(Coordinate annotation records)
▶

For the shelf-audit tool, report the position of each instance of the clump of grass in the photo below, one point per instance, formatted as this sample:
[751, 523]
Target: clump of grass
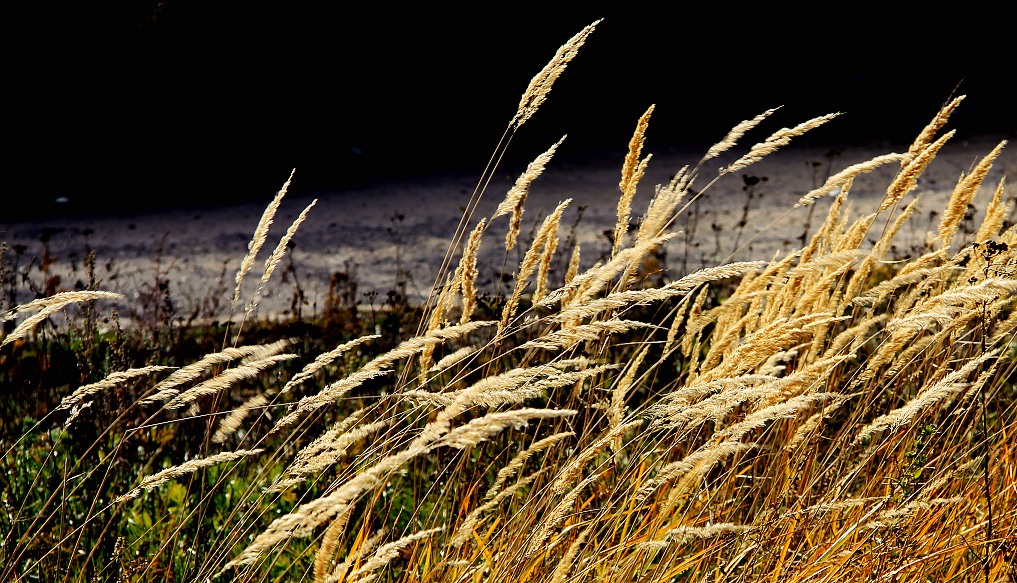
[826, 415]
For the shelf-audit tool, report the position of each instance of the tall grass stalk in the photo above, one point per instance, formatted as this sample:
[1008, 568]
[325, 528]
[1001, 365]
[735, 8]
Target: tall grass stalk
[826, 415]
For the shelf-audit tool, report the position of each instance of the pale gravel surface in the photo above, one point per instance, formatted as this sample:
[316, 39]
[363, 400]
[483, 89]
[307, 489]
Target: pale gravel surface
[405, 228]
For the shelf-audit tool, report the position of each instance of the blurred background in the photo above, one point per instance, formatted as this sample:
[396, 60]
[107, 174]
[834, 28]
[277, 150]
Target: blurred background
[138, 105]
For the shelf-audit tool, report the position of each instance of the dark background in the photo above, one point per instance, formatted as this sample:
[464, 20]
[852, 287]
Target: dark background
[142, 105]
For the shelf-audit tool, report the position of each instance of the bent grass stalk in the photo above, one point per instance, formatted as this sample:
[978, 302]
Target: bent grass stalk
[754, 420]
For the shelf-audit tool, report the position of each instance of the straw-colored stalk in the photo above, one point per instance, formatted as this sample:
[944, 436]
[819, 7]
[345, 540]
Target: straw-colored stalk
[227, 379]
[536, 93]
[277, 256]
[467, 272]
[322, 360]
[515, 198]
[47, 307]
[633, 171]
[182, 469]
[260, 235]
[775, 141]
[530, 260]
[170, 387]
[962, 195]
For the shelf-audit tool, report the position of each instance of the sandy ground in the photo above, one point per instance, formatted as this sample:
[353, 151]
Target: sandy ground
[394, 235]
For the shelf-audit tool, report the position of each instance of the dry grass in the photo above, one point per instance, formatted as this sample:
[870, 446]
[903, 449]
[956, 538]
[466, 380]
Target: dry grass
[825, 416]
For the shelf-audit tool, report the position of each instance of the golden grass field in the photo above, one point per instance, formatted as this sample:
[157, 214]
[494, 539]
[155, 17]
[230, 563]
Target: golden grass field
[839, 410]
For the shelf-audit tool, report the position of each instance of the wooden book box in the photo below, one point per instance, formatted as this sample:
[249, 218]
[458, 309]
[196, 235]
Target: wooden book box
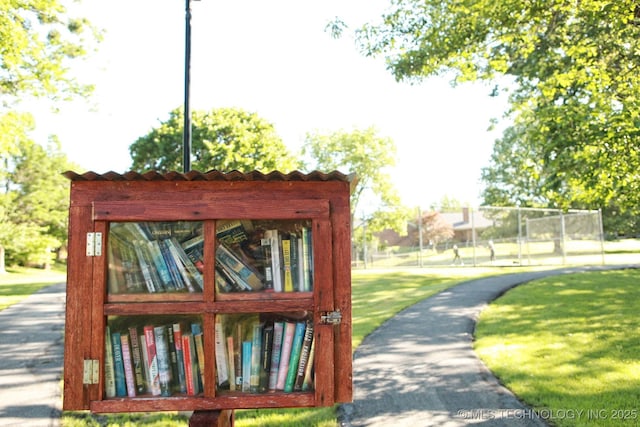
[208, 291]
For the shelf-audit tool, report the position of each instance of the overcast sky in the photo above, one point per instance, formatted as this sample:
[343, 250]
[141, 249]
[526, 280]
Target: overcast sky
[275, 59]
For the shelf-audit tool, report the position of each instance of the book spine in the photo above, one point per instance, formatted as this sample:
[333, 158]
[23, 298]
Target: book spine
[275, 260]
[307, 259]
[286, 265]
[129, 375]
[276, 346]
[152, 361]
[285, 354]
[109, 370]
[304, 356]
[177, 338]
[222, 366]
[307, 383]
[189, 354]
[136, 358]
[237, 355]
[118, 364]
[256, 353]
[265, 246]
[246, 366]
[296, 348]
[229, 260]
[265, 359]
[196, 330]
[164, 364]
[173, 358]
[232, 364]
[145, 364]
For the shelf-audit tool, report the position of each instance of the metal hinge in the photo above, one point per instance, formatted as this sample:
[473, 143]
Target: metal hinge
[91, 372]
[331, 317]
[94, 244]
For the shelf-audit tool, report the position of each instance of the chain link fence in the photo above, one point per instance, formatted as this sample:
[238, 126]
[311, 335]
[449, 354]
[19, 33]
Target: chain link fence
[485, 236]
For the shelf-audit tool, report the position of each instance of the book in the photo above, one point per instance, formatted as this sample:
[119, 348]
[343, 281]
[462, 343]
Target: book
[190, 364]
[307, 383]
[296, 348]
[232, 362]
[177, 338]
[145, 363]
[307, 259]
[246, 366]
[164, 275]
[305, 356]
[222, 364]
[233, 231]
[294, 254]
[237, 354]
[265, 359]
[256, 355]
[276, 348]
[118, 365]
[234, 264]
[163, 357]
[152, 361]
[286, 265]
[109, 372]
[173, 359]
[273, 236]
[190, 275]
[267, 266]
[285, 353]
[196, 330]
[129, 375]
[136, 359]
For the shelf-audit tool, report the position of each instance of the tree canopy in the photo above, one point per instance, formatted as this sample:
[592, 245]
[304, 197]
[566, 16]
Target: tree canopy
[225, 139]
[39, 41]
[574, 81]
[370, 156]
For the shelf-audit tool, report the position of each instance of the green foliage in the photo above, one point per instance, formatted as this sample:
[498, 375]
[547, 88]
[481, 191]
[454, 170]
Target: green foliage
[224, 139]
[34, 198]
[563, 342]
[38, 41]
[370, 157]
[575, 89]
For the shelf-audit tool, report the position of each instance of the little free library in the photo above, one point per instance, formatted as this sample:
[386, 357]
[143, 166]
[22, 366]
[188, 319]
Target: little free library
[208, 292]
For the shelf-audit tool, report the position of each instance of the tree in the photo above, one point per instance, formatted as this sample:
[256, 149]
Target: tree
[225, 139]
[361, 152]
[575, 97]
[34, 199]
[368, 156]
[38, 42]
[435, 228]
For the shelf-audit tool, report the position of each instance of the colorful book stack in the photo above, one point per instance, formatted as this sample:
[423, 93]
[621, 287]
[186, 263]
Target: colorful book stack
[273, 355]
[157, 360]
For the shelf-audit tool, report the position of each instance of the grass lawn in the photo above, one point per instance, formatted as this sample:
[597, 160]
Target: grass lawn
[568, 346]
[376, 296]
[18, 283]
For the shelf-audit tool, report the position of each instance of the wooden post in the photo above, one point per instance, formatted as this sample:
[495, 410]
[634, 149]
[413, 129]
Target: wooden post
[211, 419]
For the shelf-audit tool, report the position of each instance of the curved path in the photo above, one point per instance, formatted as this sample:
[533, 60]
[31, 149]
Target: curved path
[31, 359]
[419, 368]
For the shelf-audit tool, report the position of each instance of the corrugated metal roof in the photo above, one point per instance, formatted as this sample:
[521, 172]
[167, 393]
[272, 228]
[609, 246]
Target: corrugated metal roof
[213, 175]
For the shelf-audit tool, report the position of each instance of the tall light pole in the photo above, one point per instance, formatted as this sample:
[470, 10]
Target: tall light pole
[186, 134]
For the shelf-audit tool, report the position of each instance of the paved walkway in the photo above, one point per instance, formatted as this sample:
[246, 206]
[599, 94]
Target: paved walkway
[31, 359]
[419, 368]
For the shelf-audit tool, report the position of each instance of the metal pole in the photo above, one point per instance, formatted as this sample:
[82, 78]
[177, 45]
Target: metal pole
[420, 237]
[186, 133]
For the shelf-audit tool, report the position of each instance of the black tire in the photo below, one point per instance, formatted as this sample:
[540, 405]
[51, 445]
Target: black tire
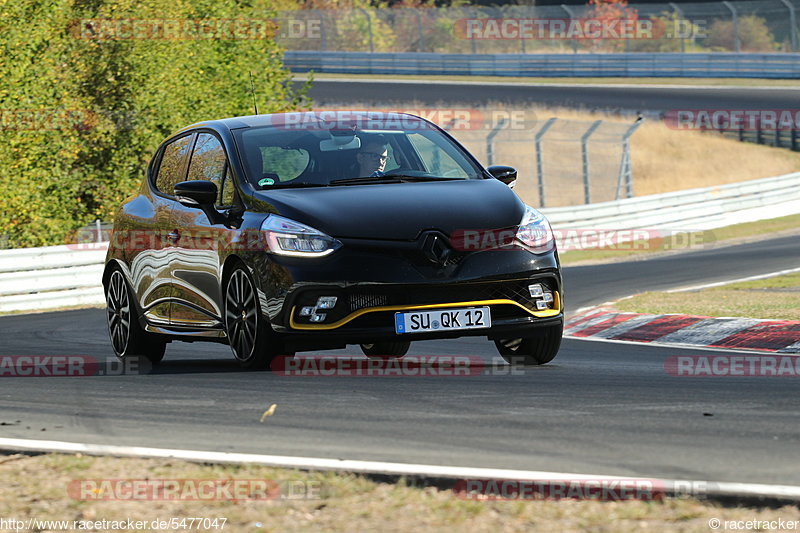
[128, 340]
[532, 351]
[386, 349]
[250, 337]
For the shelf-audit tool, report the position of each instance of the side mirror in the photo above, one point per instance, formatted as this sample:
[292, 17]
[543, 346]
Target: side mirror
[196, 193]
[507, 175]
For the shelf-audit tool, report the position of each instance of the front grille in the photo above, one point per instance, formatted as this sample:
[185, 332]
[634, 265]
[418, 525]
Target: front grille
[360, 301]
[357, 298]
[516, 290]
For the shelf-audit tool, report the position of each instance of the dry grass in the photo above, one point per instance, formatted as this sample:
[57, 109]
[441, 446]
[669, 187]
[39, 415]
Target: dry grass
[775, 298]
[37, 487]
[738, 233]
[664, 159]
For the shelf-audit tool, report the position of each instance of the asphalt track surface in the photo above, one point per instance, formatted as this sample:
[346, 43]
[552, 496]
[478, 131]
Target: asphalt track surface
[611, 98]
[599, 408]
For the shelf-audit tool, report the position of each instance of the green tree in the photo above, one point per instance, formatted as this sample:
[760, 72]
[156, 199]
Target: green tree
[104, 104]
[754, 35]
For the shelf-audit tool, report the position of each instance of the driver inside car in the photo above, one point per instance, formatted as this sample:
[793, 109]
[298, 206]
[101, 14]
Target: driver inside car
[372, 157]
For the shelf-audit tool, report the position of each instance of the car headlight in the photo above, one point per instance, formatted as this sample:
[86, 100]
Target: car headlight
[534, 232]
[287, 237]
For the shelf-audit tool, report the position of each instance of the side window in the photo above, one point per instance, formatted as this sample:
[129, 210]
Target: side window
[287, 163]
[228, 190]
[208, 160]
[437, 161]
[170, 171]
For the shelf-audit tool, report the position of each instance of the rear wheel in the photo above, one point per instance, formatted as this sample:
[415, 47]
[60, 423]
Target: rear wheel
[386, 349]
[251, 339]
[129, 340]
[532, 351]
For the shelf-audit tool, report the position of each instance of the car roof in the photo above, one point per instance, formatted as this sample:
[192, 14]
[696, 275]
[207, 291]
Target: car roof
[307, 117]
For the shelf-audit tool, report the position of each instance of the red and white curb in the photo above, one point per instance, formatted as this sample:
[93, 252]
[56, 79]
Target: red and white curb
[781, 336]
[678, 488]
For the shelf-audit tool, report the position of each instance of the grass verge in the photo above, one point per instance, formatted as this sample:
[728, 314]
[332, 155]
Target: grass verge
[37, 487]
[684, 242]
[721, 82]
[776, 298]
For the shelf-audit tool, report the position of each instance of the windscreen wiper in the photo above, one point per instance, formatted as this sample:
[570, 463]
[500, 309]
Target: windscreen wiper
[366, 180]
[423, 178]
[289, 184]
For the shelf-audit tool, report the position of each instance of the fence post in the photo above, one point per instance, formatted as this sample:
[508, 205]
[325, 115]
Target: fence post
[587, 194]
[539, 165]
[571, 15]
[473, 44]
[323, 44]
[421, 44]
[792, 23]
[369, 29]
[490, 140]
[681, 18]
[735, 18]
[625, 167]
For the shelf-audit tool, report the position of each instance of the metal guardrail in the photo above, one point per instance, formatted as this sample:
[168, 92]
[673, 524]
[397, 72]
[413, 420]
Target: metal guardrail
[51, 277]
[706, 65]
[63, 276]
[689, 210]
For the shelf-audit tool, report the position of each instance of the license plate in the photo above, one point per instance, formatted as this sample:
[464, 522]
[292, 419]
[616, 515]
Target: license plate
[442, 320]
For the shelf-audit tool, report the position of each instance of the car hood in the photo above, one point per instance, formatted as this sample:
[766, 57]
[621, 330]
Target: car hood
[400, 211]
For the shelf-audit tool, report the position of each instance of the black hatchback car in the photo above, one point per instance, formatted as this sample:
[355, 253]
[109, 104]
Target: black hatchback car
[311, 231]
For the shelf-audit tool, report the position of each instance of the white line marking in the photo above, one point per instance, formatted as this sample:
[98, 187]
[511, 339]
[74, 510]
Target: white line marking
[673, 345]
[378, 467]
[749, 278]
[534, 84]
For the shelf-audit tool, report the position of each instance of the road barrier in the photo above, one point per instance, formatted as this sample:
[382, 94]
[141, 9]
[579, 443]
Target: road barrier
[51, 277]
[695, 65]
[689, 210]
[70, 275]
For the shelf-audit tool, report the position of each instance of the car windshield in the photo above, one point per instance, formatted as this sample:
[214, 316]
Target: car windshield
[316, 152]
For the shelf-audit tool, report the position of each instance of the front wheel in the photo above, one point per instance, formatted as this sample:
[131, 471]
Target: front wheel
[531, 351]
[250, 337]
[129, 340]
[386, 349]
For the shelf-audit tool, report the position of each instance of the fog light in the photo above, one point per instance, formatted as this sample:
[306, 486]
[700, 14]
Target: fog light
[326, 302]
[536, 290]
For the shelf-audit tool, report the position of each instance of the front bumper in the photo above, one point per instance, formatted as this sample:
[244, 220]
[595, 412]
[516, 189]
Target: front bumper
[365, 312]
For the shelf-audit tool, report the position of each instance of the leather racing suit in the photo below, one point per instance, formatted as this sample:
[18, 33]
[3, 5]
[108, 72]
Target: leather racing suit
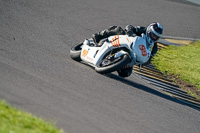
[130, 31]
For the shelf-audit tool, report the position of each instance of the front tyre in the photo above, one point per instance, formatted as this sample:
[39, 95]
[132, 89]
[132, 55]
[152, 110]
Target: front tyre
[110, 64]
[75, 52]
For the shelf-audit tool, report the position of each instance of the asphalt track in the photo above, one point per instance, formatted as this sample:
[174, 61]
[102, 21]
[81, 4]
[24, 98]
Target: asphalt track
[38, 76]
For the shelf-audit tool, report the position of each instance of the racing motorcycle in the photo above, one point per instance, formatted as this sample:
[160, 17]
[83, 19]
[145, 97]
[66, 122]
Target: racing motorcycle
[112, 53]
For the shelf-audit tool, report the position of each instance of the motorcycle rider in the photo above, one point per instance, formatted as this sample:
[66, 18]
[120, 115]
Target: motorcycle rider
[153, 32]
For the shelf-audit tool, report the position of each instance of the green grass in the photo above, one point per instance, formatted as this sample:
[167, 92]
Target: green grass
[15, 121]
[181, 61]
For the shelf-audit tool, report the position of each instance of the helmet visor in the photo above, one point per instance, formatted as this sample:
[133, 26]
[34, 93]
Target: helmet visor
[153, 36]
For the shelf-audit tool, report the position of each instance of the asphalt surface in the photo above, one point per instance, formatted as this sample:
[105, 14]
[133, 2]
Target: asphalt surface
[38, 76]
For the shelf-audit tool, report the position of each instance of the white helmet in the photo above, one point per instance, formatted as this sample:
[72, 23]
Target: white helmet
[154, 32]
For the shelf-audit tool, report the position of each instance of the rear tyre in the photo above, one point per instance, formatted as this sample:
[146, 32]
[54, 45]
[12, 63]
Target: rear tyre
[75, 52]
[110, 65]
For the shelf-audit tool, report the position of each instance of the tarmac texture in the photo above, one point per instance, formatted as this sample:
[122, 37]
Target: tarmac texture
[37, 74]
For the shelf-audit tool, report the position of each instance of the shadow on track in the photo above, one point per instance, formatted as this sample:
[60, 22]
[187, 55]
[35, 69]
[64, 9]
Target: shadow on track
[147, 89]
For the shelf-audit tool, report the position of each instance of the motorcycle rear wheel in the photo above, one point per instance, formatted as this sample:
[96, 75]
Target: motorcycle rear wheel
[75, 52]
[112, 66]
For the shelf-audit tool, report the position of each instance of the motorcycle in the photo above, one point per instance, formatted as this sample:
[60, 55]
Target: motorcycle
[112, 53]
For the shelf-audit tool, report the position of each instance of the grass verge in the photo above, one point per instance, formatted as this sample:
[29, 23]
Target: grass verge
[15, 121]
[181, 63]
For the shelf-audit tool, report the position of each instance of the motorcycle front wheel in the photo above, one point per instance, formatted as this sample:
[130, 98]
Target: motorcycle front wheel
[109, 64]
[75, 52]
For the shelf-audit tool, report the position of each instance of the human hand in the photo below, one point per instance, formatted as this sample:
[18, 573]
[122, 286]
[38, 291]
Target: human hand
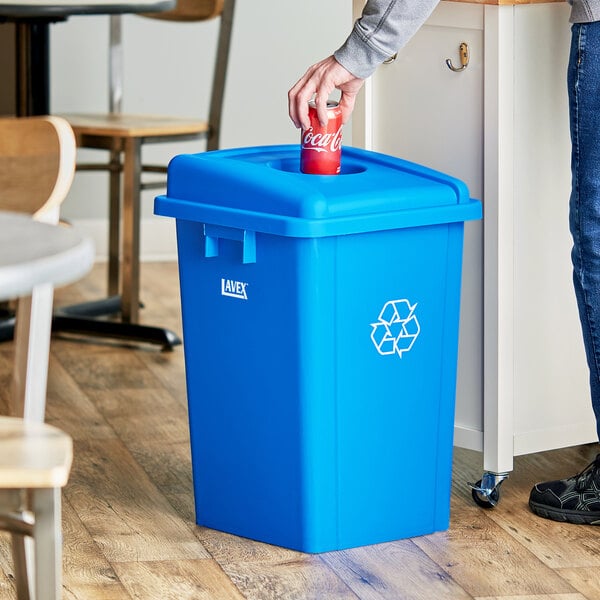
[320, 80]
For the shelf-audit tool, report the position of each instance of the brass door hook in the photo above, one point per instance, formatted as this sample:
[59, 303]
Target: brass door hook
[463, 51]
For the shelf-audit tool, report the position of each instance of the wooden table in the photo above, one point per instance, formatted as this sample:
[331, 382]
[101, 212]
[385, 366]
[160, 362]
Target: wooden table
[32, 19]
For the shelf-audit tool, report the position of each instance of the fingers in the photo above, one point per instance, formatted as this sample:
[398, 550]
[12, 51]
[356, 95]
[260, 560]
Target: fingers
[315, 82]
[346, 104]
[319, 81]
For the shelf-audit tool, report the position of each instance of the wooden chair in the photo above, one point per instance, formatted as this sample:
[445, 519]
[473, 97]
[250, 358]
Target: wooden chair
[37, 163]
[124, 136]
[35, 460]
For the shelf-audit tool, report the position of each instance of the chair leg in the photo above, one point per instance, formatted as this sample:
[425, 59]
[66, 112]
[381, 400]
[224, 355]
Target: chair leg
[132, 167]
[47, 533]
[32, 342]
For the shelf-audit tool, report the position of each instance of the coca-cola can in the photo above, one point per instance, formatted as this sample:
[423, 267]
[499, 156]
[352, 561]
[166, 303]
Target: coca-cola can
[322, 146]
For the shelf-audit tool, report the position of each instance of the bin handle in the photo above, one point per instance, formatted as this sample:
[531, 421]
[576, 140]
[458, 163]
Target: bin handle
[213, 233]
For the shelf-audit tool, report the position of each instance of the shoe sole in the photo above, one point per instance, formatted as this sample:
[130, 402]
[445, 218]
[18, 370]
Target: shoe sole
[575, 517]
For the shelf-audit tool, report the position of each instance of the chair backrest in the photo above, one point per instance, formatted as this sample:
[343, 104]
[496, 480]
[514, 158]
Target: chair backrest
[191, 10]
[185, 10]
[37, 165]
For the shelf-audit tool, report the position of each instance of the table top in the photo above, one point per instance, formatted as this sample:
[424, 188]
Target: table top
[33, 253]
[65, 8]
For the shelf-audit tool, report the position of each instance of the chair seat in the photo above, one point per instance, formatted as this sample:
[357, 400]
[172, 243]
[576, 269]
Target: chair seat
[33, 455]
[133, 126]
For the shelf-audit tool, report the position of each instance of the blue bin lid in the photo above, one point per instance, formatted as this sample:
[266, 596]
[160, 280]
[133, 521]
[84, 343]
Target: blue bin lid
[262, 189]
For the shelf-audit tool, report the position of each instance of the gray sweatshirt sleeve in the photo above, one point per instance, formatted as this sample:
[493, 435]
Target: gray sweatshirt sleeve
[384, 27]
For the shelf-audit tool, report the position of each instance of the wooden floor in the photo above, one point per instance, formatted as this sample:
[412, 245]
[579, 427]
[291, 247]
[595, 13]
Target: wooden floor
[129, 528]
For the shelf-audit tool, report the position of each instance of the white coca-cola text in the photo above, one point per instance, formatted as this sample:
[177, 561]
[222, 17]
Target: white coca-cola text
[321, 142]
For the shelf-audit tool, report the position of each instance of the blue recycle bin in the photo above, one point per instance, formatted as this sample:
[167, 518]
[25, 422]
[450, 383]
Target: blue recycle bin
[320, 325]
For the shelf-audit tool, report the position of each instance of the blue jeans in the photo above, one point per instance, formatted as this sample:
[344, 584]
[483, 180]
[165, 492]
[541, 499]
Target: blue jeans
[584, 217]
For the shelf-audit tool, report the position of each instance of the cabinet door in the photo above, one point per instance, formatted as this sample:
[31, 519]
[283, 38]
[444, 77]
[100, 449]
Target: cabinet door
[417, 108]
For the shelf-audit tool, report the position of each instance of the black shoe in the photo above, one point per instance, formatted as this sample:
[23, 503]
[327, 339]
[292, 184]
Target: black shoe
[572, 500]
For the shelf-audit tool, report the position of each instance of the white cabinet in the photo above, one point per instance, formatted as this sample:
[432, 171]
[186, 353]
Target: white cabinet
[501, 125]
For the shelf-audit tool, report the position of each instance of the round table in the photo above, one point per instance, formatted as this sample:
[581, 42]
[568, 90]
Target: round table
[32, 18]
[34, 253]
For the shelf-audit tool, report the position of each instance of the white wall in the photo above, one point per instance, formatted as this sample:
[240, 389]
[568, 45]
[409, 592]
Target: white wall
[166, 65]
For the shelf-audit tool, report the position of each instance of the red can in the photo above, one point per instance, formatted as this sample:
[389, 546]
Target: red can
[322, 146]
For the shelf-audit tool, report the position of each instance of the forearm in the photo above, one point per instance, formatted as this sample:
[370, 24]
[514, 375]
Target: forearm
[384, 27]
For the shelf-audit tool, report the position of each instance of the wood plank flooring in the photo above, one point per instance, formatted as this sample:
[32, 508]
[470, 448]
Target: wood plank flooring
[129, 530]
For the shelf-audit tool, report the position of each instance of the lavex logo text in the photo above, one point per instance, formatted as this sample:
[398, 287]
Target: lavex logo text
[234, 289]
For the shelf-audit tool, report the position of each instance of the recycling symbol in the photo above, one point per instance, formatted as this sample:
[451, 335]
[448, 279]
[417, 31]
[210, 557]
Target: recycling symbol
[396, 329]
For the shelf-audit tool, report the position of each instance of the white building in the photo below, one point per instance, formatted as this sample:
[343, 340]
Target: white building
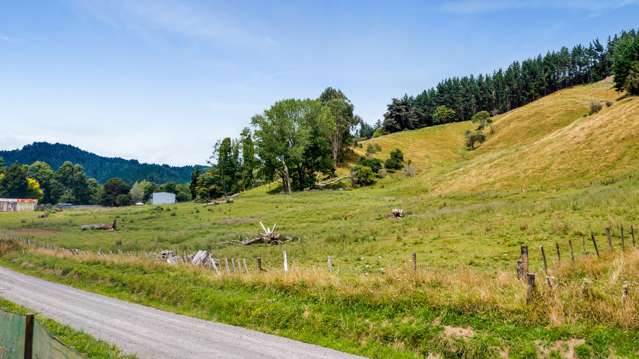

◀

## Goal
Rewrite the stretch from the line containing "the wood plank" through the end of the records, putting "recycling mark" in place of "recycling symbol" and keeping everything else the same. Leave the pictures out of your answer.

## Answer to the problem
For the shelf-audit tool, report the position of each instance of the wood plank flooring in the photo above, one point per instance, formatted as this sample:
[32, 508]
[470, 448]
Target: wood plank flooring
[129, 530]
For the shelf-audit tool, report the position of each instance of the lavex logo text in the photo above, one point per instance, formatted as this sample:
[398, 287]
Target: lavex logo text
[234, 289]
For the shelf-audit tool, report the position of each instance of the recycling mark in the photo above, one point per instance, formatted as this sample:
[451, 335]
[448, 279]
[417, 31]
[210, 557]
Target: recycling mark
[396, 329]
For the shelf-audit tool, report the position of each instance of the white building in the photo below, one point per instance, formatted as this sample:
[343, 340]
Target: white building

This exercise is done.